In the meantime, Shah has started a set of unprecedented practices that will turn India into a centralised political entity and trash the remnants of its federal character as enshrined in the Constitution. Through amendments in the NIA and the UAPA, Shah ensured, before the Jammu & Kashmir step, that the Modi regime retains an upper-hand against dissenters and critics, who can now be easily stamped as terrorists even by accusing them of spreading “Naxal ideology”, which remains undefined. The Modi regime can override the powers of the state regarding law and order, and ensure that the NIA, which is an absolutely Islamophobic organisation, can arrest anyone without asking permission from the respective state government. Also, the UAPA amendment opened the opportunity to hold in custody and torture a person accused of terror charges for an indefinite period, without even producing them in a court of law.

Through these measures Shah has actually imposed a virtual emergency on India, taking the unofficial emergency, reigning since 2014, to a new level. Under Modi-Shah, no state ruled by their critics, like West Bengal or Kerala, can remain immune from central intervention. Alike Kashmir, Shah has instigated Hindutva fascists over West Bengal and Kerala by using the RSS propaganda that calls these states the breeding ground of Islamic Jihadis. Spewing Islamophobic venom by using the National Register of Citizens (NRC) exercise, Shah has already labelled the Bengali Muslims as termites and very soon the BJP will extend the scope of the NRC to other states, though it was meant for Assam only as per the Assam Accord of 1985.

----------------

Prompt 1 -
Answer these questions from the passage on Shah's measures:
(a) Which two laws does it say Shah amended?
(b) Which two states does it name as ruled by critics of Modi and Shah?
(c) Under which accord, and from what year, was the NRC meant for Assam only?
Prompt 2 -
Write the next paragraph of the passage on Shah's measures, picking up after its last sentence.

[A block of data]
----------------

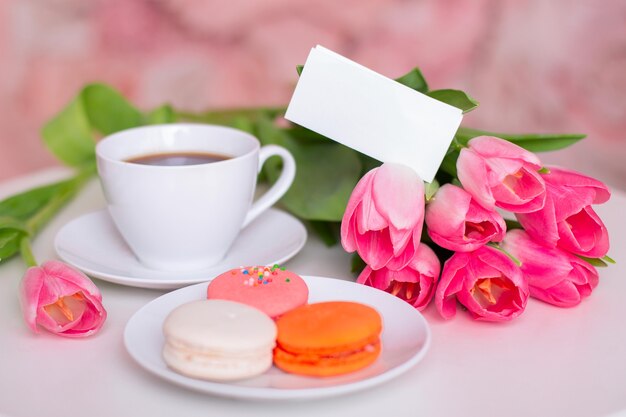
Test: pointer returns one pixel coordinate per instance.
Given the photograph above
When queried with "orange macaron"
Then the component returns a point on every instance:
(329, 338)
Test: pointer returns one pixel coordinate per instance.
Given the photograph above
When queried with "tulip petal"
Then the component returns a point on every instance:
(554, 276)
(561, 177)
(447, 211)
(451, 283)
(78, 279)
(492, 147)
(521, 191)
(472, 173)
(375, 248)
(584, 234)
(541, 225)
(398, 193)
(30, 288)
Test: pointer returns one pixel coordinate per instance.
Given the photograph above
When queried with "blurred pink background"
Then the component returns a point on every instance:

----------------

Exercise answer 1 -
(a) The NIA and the UAPA.
(b) West Bengal and Kerala.
(c) The Assam Accord of 1985.

Exercise answer 2 -
The NRC, alike Article 370 scrapping, will be used to downgrade the status of a large number of Bengali Muslims in Assam, West Bengal and other states. It will help Shah to create a huge inventory of expendable slaves for big corporations to exploit and profiteer from. The narrative of Muslims stripped off their citizenship rights while Hindu immigrants provided citizenship will not only help boost the BJP’s Hindutva fanatic supporters’ morale but it will also give a thrust to the RSS’s plan of establishing a Hindu Rashtra by 2024, modelled according to the Zionist Israeli settlement system. A new era of Indian expansionist colonialism will also start under Modi-Shah’s watch, for which Shah will be credited once Modi takes retirement from active politics.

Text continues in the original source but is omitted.